- _Job_:
Reproduce every one of the following lines verbatim, without altering anything.

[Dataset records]
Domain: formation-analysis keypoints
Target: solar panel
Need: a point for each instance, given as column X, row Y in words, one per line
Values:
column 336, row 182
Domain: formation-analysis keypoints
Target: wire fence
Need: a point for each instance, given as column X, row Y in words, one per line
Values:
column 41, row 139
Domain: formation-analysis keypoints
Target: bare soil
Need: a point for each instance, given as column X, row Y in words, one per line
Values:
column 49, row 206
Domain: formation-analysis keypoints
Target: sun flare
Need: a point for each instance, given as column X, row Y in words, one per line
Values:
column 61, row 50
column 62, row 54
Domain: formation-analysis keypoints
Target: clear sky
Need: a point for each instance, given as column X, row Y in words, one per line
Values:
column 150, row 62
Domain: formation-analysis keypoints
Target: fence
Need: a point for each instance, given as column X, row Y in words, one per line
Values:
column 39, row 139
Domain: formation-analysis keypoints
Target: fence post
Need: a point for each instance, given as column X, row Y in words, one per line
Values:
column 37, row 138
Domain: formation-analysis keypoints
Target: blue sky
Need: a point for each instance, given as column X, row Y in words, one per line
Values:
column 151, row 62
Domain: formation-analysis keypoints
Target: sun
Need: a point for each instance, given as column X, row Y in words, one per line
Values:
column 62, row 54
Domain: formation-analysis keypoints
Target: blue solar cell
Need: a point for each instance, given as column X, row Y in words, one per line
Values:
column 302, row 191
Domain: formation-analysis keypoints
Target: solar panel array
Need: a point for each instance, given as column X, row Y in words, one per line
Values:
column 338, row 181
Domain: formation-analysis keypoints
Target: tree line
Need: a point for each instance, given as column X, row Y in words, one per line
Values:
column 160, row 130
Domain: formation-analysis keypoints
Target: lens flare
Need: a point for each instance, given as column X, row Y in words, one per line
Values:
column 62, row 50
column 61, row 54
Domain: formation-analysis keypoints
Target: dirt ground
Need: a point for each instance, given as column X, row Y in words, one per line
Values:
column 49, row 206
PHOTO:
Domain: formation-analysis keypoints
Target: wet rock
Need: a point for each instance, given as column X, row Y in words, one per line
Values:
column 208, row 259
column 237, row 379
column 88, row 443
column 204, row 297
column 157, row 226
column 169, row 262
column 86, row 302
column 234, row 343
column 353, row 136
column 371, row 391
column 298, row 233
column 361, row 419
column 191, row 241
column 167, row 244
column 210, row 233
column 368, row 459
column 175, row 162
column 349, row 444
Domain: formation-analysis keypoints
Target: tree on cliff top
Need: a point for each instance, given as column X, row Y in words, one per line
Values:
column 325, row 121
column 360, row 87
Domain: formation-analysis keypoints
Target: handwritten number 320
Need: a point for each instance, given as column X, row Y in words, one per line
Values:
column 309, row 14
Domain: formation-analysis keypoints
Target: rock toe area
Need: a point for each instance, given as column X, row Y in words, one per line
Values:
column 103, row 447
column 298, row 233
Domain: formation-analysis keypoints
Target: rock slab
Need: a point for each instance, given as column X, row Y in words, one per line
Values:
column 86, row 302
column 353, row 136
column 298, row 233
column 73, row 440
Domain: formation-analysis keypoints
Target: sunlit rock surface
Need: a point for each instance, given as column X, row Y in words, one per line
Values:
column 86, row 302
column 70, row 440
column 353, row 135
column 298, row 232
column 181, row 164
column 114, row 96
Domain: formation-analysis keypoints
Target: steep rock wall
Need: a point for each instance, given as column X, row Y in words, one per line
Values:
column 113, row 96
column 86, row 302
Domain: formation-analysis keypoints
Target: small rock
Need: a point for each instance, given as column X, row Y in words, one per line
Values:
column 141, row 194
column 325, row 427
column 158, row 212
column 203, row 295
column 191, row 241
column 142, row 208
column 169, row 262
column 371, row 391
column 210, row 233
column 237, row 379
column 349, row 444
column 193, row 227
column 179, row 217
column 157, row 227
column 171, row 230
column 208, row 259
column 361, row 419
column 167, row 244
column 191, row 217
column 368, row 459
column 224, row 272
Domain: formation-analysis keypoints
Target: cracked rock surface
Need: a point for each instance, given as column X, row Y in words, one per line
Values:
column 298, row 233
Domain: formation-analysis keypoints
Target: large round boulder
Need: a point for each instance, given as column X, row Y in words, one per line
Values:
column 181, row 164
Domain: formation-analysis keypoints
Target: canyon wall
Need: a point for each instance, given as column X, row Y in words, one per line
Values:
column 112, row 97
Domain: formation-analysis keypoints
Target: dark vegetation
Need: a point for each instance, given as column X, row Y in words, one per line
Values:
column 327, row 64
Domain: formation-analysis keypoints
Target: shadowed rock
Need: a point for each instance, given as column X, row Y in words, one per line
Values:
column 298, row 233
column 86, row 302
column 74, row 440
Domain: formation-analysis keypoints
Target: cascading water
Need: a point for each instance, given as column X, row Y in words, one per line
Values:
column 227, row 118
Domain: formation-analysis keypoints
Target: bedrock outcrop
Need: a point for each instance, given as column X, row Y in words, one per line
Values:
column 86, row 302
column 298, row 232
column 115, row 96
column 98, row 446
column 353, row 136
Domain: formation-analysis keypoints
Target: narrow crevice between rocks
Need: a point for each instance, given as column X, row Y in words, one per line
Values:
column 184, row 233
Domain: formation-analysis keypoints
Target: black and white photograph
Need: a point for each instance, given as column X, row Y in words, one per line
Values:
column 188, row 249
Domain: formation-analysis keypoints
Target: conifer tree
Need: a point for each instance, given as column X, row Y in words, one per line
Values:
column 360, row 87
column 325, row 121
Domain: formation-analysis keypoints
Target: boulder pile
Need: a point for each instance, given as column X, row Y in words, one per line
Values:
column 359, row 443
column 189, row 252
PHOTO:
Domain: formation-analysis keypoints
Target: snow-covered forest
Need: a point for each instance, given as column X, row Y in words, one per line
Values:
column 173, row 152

- _Written solution_:
Domain: formation-analysis keypoints
Target: solar panel
Need: a point for each instance, given as column X, row Y in words, one per line
Values:
column 336, row 182
Domain: formation-analysis keypoints
Target: wire fence
Need: a point for each instance, given as column X, row Y in words, one per line
Values:
column 41, row 139
Domain: formation-analysis keypoints
Target: bare soil
Need: a point for each instance, given as column X, row Y in words, one per line
Values:
column 49, row 206
Domain: formation-analysis keypoints
Target: sun flare
Need: a point for each instance, given as column X, row Y in words, one per line
Values:
column 61, row 50
column 62, row 54
Domain: formation-analysis keypoints
Target: clear sky
Need: a point for each instance, given as column X, row Y in words, one per line
Values:
column 150, row 62
Domain: formation-analysis keypoints
Target: fence
Need: a point for each instance, given as column X, row Y in words, one per line
Values:
column 39, row 139
Domain: formation-analysis keypoints
Target: fence post
Need: a point for each instance, given as column X, row Y in words, one per line
Values:
column 37, row 138
Domain: formation-analysis keypoints
Target: blue sky
Need: a point for each instance, given as column X, row Y in words, one per line
Values:
column 151, row 62
Domain: formation-analysis keypoints
Target: sun
Need: a point for each instance, given as column X, row Y in words, one per line
Values:
column 62, row 54
Domain: formation-analysis keypoints
Target: blue solar cell
Need: a point for each instance, given as column X, row Y in words, one per line
Values:
column 302, row 191
Domain: formation-analysis keypoints
Target: solar panel array
Need: a point for each instance, given as column X, row Y in words, one per line
Values:
column 338, row 181
Domain: formation-analysis keypoints
Target: tree line
Need: a point for each instance, given as column X, row Y in words, one per line
Values:
column 160, row 130
Domain: formation-analysis keypoints
Target: lens flare
Need: a point for each instance, given as column X, row Y in words, one per line
Values:
column 62, row 50
column 61, row 54
Domain: formation-analysis keypoints
Target: dirt ground
Need: a point for each instance, given as column X, row Y in words, one per line
Values:
column 49, row 206
PHOTO:
Domain: formation-analysis keypoints
Target: wet rock
Need: a point for each instance, given as column X, row Y in words, one per line
Values:
column 208, row 259
column 237, row 379
column 88, row 443
column 204, row 297
column 157, row 226
column 169, row 262
column 86, row 302
column 234, row 343
column 353, row 136
column 371, row 391
column 298, row 233
column 361, row 419
column 191, row 241
column 167, row 244
column 210, row 233
column 368, row 459
column 175, row 162
column 349, row 444
Domain: formation-analysis keypoints
Target: tree on cliff top
Need: a point for each instance, given as column X, row Y in words, one per line
Values:
column 325, row 121
column 360, row 87
Domain: formation-analysis keypoints
Target: handwritten number 320
Need: a point for each instance, given as column X, row Y in words, one per line
Values:
column 309, row 14
Domain: formation-analysis keypoints
Target: rock toe area
Need: a point for each instance, given as column X, row Y in words, one per line
Values:
column 103, row 447
column 298, row 233
Domain: formation-analysis keypoints
Target: rock slab
Need: a point for each instance, given as column X, row Y in words, one per line
Values:
column 86, row 302
column 353, row 136
column 298, row 233
column 73, row 440
Domain: formation-analysis keypoints
Target: sunlit rock surface
Need: a point for each instance, given as column X, row Y in words, one per line
Values:
column 86, row 302
column 70, row 440
column 353, row 135
column 298, row 232
column 181, row 164
column 114, row 96
Domain: formation-analysis keypoints
Target: steep rock wall
Need: a point for each instance, given as column X, row Y in words, one per line
Values:
column 113, row 96
column 86, row 302
Domain: formation-analysis keypoints
Target: small rock
Need: a point for each instance, given as column X, row Y in words, one per line
Values:
column 141, row 194
column 325, row 427
column 158, row 212
column 203, row 295
column 191, row 241
column 142, row 208
column 169, row 262
column 371, row 391
column 210, row 233
column 237, row 379
column 349, row 444
column 193, row 227
column 179, row 217
column 157, row 227
column 171, row 230
column 208, row 259
column 361, row 419
column 167, row 244
column 191, row 217
column 368, row 459
column 224, row 272
Domain: formation-analysis keypoints
Target: cracked rock surface
Need: a point for each instance, given as column X, row Y in words, one per line
Values:
column 298, row 233
Domain: formation-analysis keypoints
Target: large round boulder
Need: a point for each instance, given as column X, row Y in words, one per line
Values:
column 181, row 164
Domain: formation-analysis keypoints
Target: canyon wall
Need: a point for each instance, given as column X, row Y in words, one per line
Values:
column 112, row 97
Domain: formation-analysis keypoints
Target: dark vegetation
Need: a point for each instance, given as column X, row Y in words, one per line
Values:
column 327, row 64
Domain: formation-analysis keypoints
Target: shadowed rock
Need: a point for each instance, given as column X, row Y in words, one per line
Values:
column 298, row 233
column 86, row 302
column 74, row 440
Domain: formation-analysis keypoints
Target: cascading water
Need: a point for each instance, given as column X, row Y in words, one per line
Values:
column 227, row 118
Domain: formation-analysis keypoints
Target: bedrock outcrop
Need: a point for each instance, given as column X, row Y in words, one per line
Values:
column 86, row 302
column 298, row 232
column 115, row 96
column 98, row 446
column 353, row 136
Domain: formation-analysis keypoints
Target: narrow crevice between rocks
Need: a point for each instance, given as column X, row Y in words, one per line
Values:
column 184, row 233
Domain: formation-analysis keypoints
Target: black and white photograph
Need: a point for each instance, given as column X, row Y in words, one per line
Values:
column 188, row 249
Domain: formation-analysis keypoints
Target: conifer tree
Need: a point for each instance, given as column X, row Y in words, one per line
Values:
column 360, row 87
column 325, row 121
Domain: formation-analysis keypoints
Target: boulder pile
Need: a point for each instance, given as column X, row Y in words, one per line
Values:
column 359, row 443
column 189, row 252
PHOTO:
Domain: formation-analysis keypoints
Target: snow-covered forest
Need: a point for each instance, given as column X, row Y in words, one per line
Values:
column 173, row 152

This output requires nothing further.